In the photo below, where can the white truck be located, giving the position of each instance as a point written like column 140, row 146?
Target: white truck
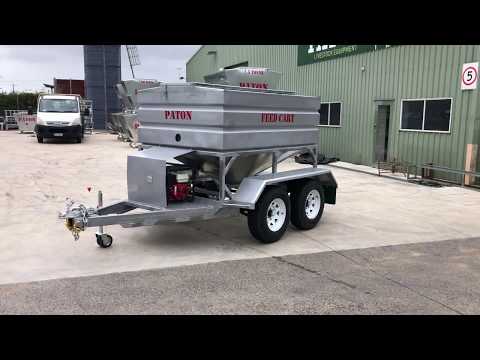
column 60, row 116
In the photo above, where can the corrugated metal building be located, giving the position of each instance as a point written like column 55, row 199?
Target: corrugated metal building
column 401, row 102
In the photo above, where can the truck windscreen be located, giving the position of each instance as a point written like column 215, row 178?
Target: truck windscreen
column 58, row 105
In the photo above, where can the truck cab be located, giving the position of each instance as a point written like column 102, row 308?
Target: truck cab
column 59, row 116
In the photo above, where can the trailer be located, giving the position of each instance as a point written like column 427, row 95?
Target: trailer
column 212, row 151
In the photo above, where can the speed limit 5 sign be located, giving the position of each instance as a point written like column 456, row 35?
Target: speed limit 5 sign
column 469, row 76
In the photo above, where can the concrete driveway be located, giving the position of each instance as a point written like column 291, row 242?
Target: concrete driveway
column 36, row 178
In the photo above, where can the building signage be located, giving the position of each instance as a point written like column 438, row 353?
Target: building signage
column 469, row 76
column 309, row 54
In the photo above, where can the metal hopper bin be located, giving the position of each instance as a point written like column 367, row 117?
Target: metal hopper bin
column 212, row 150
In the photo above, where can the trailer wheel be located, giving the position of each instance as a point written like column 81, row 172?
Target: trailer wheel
column 104, row 240
column 308, row 201
column 269, row 221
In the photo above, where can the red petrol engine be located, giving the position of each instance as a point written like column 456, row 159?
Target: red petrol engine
column 179, row 184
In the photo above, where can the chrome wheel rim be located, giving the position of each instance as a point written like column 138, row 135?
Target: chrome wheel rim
column 276, row 214
column 312, row 204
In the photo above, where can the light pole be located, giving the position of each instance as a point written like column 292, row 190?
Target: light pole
column 180, row 77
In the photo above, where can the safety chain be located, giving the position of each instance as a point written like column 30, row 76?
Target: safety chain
column 74, row 213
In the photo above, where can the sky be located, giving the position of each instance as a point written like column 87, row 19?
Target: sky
column 27, row 67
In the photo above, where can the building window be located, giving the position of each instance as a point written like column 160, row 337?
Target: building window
column 330, row 114
column 426, row 115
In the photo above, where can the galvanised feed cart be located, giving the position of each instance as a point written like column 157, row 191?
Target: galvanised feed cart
column 212, row 150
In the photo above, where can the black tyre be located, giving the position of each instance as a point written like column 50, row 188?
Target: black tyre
column 104, row 240
column 308, row 201
column 269, row 221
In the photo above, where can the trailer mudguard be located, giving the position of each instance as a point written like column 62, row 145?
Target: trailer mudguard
column 252, row 187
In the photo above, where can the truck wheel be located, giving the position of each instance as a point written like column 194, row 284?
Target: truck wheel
column 308, row 201
column 269, row 221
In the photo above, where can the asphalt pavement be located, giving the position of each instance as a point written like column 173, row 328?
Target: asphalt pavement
column 426, row 278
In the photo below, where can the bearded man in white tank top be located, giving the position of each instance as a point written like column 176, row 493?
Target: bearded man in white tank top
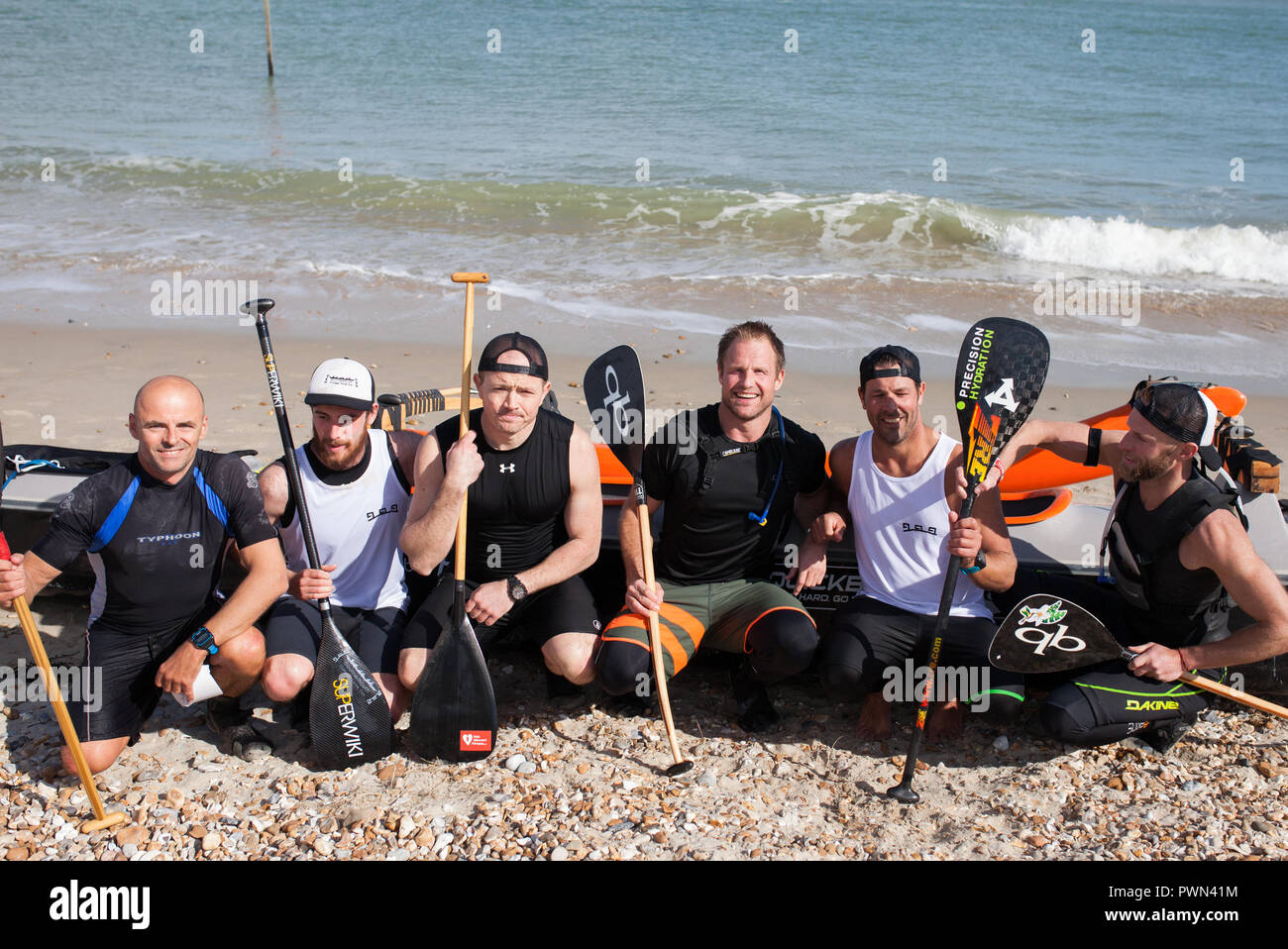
column 357, row 483
column 902, row 485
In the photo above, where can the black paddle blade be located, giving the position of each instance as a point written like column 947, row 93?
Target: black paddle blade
column 454, row 712
column 1001, row 369
column 614, row 395
column 1046, row 634
column 348, row 715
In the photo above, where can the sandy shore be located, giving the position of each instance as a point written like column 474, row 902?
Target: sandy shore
column 580, row 781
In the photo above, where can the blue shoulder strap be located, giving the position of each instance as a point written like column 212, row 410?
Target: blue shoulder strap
column 115, row 518
column 213, row 501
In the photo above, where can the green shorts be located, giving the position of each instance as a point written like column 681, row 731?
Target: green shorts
column 704, row 614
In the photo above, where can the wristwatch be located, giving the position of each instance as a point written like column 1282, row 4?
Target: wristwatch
column 514, row 586
column 202, row 639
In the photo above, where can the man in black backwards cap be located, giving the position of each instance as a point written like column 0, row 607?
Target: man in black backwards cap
column 535, row 518
column 901, row 486
column 1175, row 546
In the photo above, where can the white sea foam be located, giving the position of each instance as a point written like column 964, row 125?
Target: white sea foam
column 1132, row 248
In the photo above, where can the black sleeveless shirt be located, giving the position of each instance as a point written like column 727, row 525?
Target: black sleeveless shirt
column 516, row 503
column 1166, row 601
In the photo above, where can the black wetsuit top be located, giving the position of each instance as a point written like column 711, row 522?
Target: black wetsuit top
column 156, row 549
column 1164, row 601
column 711, row 484
column 516, row 503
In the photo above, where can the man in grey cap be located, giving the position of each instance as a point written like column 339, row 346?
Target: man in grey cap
column 900, row 485
column 357, row 483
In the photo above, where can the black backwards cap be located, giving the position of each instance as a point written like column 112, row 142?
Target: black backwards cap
column 909, row 365
column 1177, row 410
column 537, row 365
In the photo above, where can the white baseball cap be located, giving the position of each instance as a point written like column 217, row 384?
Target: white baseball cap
column 344, row 382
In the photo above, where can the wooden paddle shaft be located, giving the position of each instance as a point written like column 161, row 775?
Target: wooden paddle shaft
column 655, row 636
column 1234, row 694
column 64, row 718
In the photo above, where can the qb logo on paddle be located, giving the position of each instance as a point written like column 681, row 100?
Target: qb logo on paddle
column 1047, row 614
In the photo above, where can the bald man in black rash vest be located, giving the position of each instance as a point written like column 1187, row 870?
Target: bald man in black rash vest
column 156, row 527
column 535, row 516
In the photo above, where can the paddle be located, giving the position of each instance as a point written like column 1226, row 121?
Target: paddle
column 1043, row 634
column 55, row 698
column 1000, row 373
column 614, row 393
column 454, row 711
column 348, row 713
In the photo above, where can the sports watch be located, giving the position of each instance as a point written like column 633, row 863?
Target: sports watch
column 202, row 639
********
> _What is required_
Reproduce the listing lines from the line containing "In the photo above, where can the wooden" through the line containing "column 1047, row 614", both included, with nothing else.

> _Output of the task_
In the photo above, where can the wooden paddle shaft be located, giving the position of each instance as a point written like column 161, row 775?
Target: wooden paddle shaft
column 655, row 636
column 1234, row 694
column 64, row 718
In the photo above, where can the qb logo on paddle be located, giving the position of each instance as a point written like column 681, row 100?
Target: qb logo on paddle
column 1047, row 614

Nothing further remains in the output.